What is being asked: Complete, exact copies of all entries are needed.
==== Material for this task
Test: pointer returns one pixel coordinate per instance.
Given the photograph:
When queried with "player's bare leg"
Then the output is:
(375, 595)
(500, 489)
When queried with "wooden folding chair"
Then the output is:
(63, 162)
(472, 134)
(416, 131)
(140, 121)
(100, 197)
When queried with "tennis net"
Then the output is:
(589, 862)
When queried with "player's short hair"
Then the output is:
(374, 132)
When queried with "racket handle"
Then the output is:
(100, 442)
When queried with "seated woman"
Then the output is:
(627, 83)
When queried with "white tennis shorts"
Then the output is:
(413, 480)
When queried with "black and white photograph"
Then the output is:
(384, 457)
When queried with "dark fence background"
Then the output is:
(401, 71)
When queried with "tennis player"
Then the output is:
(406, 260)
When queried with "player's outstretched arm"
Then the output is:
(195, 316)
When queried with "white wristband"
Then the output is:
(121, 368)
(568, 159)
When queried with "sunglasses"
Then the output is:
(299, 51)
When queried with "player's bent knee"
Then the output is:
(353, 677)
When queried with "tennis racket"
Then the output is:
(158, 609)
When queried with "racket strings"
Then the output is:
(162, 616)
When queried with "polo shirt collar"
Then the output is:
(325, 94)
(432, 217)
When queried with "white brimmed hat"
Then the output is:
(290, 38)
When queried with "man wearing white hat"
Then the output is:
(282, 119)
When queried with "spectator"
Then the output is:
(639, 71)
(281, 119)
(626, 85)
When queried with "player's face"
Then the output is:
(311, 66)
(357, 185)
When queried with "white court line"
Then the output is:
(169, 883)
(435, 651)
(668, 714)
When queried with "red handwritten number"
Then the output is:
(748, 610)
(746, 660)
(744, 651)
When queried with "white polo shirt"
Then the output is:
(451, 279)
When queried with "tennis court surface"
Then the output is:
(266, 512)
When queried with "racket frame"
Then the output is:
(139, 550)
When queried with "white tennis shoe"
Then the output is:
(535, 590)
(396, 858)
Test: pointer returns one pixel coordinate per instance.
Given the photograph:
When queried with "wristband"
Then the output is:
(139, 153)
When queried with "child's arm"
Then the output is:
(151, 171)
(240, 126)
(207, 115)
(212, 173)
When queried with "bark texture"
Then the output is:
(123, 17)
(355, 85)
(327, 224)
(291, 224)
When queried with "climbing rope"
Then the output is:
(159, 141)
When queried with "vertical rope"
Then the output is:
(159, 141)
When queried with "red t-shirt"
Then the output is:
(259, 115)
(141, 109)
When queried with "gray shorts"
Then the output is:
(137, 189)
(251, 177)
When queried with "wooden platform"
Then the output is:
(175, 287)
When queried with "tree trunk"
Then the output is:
========
Output for this exercise:
Test: pointer returns one pixel coordinate per instance.
Given the photograph:
When queried with "player's bare leg"
Then the output is:
(375, 595)
(500, 489)
When queried with "wooden folding chair"
Then the output is:
(63, 162)
(472, 134)
(416, 131)
(140, 121)
(100, 197)
When queried with "tennis net"
Then the output is:
(589, 862)
When queried with "player's short hair"
Then the output is:
(374, 132)
When queried with "racket handle"
Then the output is:
(100, 442)
When queried with "seated woman"
Then the output is:
(627, 83)
When queried with "white tennis shorts"
Then the output is:
(413, 480)
When queried with "black and white photograph"
Then the output is:
(384, 457)
When queried with "dark fence background"
Then the output is:
(401, 71)
When queried with "tennis player"
Then the output is:
(406, 260)
When queried with "player's outstretched arm"
Then the output is:
(195, 316)
When queried with "white wristband"
Then the output is:
(121, 368)
(568, 159)
When queried with "sunglasses"
Then the output is:
(299, 51)
When queried with "player's bent knee"
Then the output is:
(353, 677)
When queried with "tennis racket"
Then the output is:
(158, 609)
When queried with "racket strings"
Then the output is:
(162, 616)
When queried with "polo shirt collar"
Then the output is:
(325, 94)
(432, 217)
When queried with "white brimmed hat"
Then the output is:
(290, 38)
When queried with "man wearing white hat"
Then the output is:
(282, 119)
When queried with "spectator"
Then the output is:
(639, 71)
(281, 119)
(626, 85)
When queried with "player's face"
Then the output is:
(311, 66)
(357, 185)
When queried with "white court line"
Then the output is:
(169, 883)
(435, 651)
(668, 714)
When queried with "red handwritten number"
Then the output is:
(748, 610)
(746, 660)
(744, 651)
When queried with "white polo shirt"
Then the output is:
(451, 279)
When queried with "tennis court surface"
Then the output is:
(266, 512)
When queried with "racket frame"
Then the output is:
(139, 550)
When queried with "white tennis shoe"
Then the output is:
(535, 590)
(396, 858)
Test: pointer returns one pixel coordinate per instance.
Given the photograph:
When queried with "wristband"
Then the output is:
(139, 153)
When queried with "child's arm"
Then the output is:
(151, 171)
(240, 126)
(207, 115)
(212, 173)
When queried with "bark texture"
Then the output is:
(123, 17)
(355, 85)
(327, 224)
(291, 224)
When queried with "climbing rope"
Then the output is:
(159, 141)
When queried with "vertical rope"
Then the output is:
(159, 141)
When queried with "red t-shirt"
Then the output is:
(259, 115)
(141, 109)
When queried with "gray shorts"
Then the output is:
(137, 189)
(251, 177)
When queried with "wooden platform"
Then the output is:
(175, 287)
When queried with "tree trunk"
Then the output is:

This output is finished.